Exercise task — Rewrite the stretch of the listing from the line that contains "like x=110, y=247." through the end of the listing, changing "stack of papers" to "pile of papers" and leaving everything else unchanged.

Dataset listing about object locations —
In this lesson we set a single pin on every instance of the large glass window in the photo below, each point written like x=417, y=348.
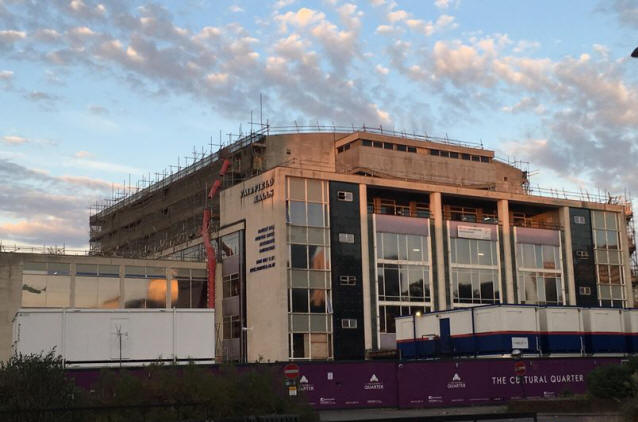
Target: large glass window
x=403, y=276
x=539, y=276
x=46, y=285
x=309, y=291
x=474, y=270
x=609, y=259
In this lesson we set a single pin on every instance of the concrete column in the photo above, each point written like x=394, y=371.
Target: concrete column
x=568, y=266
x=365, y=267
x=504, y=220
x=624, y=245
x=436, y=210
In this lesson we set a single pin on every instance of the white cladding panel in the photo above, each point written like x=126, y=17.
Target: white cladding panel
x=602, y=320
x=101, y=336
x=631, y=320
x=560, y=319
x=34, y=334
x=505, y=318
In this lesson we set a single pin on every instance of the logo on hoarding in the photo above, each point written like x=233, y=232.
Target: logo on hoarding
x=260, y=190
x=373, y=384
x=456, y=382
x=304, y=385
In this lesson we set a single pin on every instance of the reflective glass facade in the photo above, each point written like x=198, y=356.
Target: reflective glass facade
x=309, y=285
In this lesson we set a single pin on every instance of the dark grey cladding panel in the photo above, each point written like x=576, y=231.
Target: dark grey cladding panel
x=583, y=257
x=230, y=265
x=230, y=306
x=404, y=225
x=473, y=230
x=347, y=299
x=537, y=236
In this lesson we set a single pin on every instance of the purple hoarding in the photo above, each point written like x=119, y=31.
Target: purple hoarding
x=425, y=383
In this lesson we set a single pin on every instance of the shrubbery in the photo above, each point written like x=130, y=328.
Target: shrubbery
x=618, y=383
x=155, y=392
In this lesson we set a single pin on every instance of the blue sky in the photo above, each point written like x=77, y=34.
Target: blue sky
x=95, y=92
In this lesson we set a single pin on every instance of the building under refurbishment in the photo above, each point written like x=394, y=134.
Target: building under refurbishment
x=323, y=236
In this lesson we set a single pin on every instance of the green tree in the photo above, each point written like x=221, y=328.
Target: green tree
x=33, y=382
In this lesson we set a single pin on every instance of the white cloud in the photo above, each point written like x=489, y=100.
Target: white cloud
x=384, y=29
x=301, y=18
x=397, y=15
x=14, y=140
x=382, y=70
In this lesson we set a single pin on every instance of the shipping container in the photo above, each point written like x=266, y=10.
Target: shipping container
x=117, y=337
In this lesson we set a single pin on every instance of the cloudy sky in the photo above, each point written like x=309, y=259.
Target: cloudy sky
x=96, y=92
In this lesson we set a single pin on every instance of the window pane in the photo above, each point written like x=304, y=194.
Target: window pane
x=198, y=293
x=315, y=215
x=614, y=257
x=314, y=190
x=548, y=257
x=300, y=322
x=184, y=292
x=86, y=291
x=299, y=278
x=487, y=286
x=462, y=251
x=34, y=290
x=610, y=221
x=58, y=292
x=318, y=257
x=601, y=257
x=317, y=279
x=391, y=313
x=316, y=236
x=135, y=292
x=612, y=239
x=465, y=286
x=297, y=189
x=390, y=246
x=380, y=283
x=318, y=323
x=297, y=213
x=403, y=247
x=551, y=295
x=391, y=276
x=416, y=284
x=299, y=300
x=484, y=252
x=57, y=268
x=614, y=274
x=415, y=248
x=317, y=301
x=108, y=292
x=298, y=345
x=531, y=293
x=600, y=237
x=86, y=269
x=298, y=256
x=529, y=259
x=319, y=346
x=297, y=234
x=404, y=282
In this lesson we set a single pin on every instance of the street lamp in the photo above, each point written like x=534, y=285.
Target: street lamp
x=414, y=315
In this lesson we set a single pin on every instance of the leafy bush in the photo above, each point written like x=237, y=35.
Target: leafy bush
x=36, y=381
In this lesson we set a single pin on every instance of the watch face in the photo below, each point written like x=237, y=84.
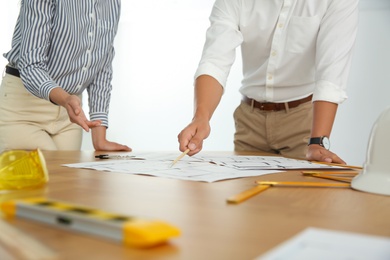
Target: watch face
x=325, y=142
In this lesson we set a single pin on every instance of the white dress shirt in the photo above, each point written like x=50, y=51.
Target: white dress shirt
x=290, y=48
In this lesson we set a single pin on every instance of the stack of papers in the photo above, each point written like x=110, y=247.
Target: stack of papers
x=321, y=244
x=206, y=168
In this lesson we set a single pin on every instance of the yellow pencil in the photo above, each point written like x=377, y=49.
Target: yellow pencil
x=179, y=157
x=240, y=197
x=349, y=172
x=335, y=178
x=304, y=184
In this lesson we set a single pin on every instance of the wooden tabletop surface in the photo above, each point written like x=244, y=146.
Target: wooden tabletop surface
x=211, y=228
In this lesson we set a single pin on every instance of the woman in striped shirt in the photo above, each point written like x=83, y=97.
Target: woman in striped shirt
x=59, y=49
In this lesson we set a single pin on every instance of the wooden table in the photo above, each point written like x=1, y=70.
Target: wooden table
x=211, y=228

Final result —
In this lesson we set a single pin on every instance of the pile of papers in the photo above, each point written like x=110, y=247.
Target: pile of papers
x=321, y=244
x=206, y=168
In this lesson we set a single pin on every instance of the yellow pencil in the photo above, each point written like x=377, y=49.
Target: yellow pencil
x=179, y=157
x=240, y=197
x=349, y=172
x=335, y=178
x=304, y=184
In this lesson we set a single pin on every instance of the wooden tabletop surface in the photo above, each point written like x=244, y=146.
Target: wooden tabletop surface
x=211, y=228
In this lesson we set a single pin on every instance of the woman in striped shirt in the photo above, each point written like x=83, y=97.
Target: woman in striped shirt
x=59, y=49
In this lesson we set a single pin on every instance of the wooden table in the photo above, each point written like x=1, y=70.
Target: wooden table
x=211, y=228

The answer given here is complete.